• DATA RECORDS:
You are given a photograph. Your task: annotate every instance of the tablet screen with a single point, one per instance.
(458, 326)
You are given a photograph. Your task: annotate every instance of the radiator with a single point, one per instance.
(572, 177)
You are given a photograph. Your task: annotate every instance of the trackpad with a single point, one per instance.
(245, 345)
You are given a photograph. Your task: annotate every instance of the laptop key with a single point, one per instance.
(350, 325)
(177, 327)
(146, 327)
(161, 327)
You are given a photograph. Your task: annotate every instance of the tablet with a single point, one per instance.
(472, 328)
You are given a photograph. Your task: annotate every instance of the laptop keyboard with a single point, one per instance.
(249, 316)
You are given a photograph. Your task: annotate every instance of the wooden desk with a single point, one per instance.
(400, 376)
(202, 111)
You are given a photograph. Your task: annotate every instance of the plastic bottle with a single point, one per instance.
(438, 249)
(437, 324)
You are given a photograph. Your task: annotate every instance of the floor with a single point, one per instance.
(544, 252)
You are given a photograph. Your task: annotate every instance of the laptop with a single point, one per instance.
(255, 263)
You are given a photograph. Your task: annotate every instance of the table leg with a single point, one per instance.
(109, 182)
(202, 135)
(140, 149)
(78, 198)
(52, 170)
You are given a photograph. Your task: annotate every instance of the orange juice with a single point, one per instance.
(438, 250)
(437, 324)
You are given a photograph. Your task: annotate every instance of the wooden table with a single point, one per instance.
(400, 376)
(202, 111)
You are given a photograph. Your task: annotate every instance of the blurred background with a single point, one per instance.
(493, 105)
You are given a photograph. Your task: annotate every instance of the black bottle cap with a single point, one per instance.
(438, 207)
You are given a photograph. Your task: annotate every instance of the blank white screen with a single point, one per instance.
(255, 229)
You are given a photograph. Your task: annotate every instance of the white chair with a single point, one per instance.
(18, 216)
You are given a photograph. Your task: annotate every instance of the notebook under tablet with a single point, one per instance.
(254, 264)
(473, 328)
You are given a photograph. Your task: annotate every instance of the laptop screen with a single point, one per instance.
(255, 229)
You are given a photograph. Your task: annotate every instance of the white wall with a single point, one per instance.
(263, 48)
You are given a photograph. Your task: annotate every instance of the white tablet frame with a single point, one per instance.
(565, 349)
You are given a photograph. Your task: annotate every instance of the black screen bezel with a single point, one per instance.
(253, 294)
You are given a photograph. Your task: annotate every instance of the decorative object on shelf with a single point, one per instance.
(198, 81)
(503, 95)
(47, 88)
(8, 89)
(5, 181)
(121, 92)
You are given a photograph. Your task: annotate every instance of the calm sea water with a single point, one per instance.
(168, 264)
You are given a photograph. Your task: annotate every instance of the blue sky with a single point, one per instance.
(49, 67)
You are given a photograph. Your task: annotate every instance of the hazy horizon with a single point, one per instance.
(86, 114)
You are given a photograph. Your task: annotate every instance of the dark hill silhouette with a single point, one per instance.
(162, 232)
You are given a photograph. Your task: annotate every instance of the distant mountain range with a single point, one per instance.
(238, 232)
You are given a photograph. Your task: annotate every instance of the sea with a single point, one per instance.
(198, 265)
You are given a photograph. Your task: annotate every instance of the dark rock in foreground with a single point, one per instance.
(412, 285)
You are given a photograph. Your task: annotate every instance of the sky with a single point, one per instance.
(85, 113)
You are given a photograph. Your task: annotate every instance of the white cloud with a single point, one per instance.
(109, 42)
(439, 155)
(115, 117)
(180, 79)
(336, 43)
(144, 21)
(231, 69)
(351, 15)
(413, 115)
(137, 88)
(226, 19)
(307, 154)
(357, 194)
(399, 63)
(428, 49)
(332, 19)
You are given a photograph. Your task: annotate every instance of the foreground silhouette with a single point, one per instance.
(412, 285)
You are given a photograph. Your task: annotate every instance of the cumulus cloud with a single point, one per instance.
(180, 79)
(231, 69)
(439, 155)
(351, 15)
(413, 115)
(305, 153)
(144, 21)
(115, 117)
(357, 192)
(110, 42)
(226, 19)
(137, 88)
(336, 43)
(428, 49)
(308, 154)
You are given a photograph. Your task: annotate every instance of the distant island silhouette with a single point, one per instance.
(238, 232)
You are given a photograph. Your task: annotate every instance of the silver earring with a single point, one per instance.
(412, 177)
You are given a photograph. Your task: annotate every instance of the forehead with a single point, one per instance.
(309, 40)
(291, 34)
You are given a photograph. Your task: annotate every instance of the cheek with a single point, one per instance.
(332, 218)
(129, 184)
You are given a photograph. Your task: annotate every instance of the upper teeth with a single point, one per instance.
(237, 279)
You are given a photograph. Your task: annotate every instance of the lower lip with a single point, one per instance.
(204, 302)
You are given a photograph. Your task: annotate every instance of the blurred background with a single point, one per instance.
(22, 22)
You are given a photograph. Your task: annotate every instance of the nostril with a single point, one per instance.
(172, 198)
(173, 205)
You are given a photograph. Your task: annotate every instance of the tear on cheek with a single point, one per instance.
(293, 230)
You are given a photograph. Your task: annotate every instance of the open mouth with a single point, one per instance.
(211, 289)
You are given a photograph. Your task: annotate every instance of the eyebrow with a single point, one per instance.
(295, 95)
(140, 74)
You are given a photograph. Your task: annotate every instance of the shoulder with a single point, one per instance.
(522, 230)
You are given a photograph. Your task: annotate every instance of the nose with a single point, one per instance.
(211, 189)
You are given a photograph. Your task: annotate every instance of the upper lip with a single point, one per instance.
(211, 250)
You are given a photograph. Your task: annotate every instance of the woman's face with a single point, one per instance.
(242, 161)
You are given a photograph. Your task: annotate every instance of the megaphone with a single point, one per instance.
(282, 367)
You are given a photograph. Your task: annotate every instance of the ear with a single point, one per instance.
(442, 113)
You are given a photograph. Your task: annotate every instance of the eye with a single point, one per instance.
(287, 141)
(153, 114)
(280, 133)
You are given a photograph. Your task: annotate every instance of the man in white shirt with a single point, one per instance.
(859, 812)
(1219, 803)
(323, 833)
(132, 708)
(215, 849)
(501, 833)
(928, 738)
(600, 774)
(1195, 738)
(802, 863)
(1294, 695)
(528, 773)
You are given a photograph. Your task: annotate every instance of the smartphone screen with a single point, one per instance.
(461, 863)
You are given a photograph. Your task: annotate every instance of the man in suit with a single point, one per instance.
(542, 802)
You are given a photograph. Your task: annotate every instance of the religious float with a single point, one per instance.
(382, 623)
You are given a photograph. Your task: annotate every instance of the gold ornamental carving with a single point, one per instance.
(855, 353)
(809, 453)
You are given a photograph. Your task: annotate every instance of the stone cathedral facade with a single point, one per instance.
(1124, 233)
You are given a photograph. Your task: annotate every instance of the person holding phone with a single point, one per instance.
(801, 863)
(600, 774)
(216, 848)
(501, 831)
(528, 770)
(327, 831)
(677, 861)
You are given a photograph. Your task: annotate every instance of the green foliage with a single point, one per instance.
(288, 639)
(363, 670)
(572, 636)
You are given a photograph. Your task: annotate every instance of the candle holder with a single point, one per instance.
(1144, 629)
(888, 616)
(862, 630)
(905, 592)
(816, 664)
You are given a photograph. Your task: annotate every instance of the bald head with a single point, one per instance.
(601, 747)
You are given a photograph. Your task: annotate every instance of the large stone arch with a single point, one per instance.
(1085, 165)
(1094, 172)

• DESCRIPTION OF THE TASK: Starting with the line that contains "facade with a single point, one per instance.", repeat each line through the last one exactly as it appears. Include both ends and nothing more.

• ANSWER:
You are given a photograph. Your task: annotate every instance of the stone cathedral facade with a single point, one per instance.
(1124, 233)
You are given a photograph. Your task: annotate every instance of the person holding phone with a single point, one per instance.
(801, 863)
(600, 774)
(216, 848)
(501, 831)
(528, 770)
(327, 831)
(677, 861)
You are given a photograph. Your task: annotate every instance of the green foliage with a single point, one per instance.
(288, 639)
(363, 670)
(572, 636)
You are given a photograph. Your task: annotate every instance of the candle holder with a single point, one per instance.
(1144, 629)
(888, 616)
(862, 630)
(905, 592)
(816, 664)
You are given a photograph. Your task: annotate every instance of the bald head with a single point, one per instance.
(601, 747)
You are given a photograph. Your task: annotate every instance of the large stone arch with a single point, one per instance.
(1085, 165)
(1094, 172)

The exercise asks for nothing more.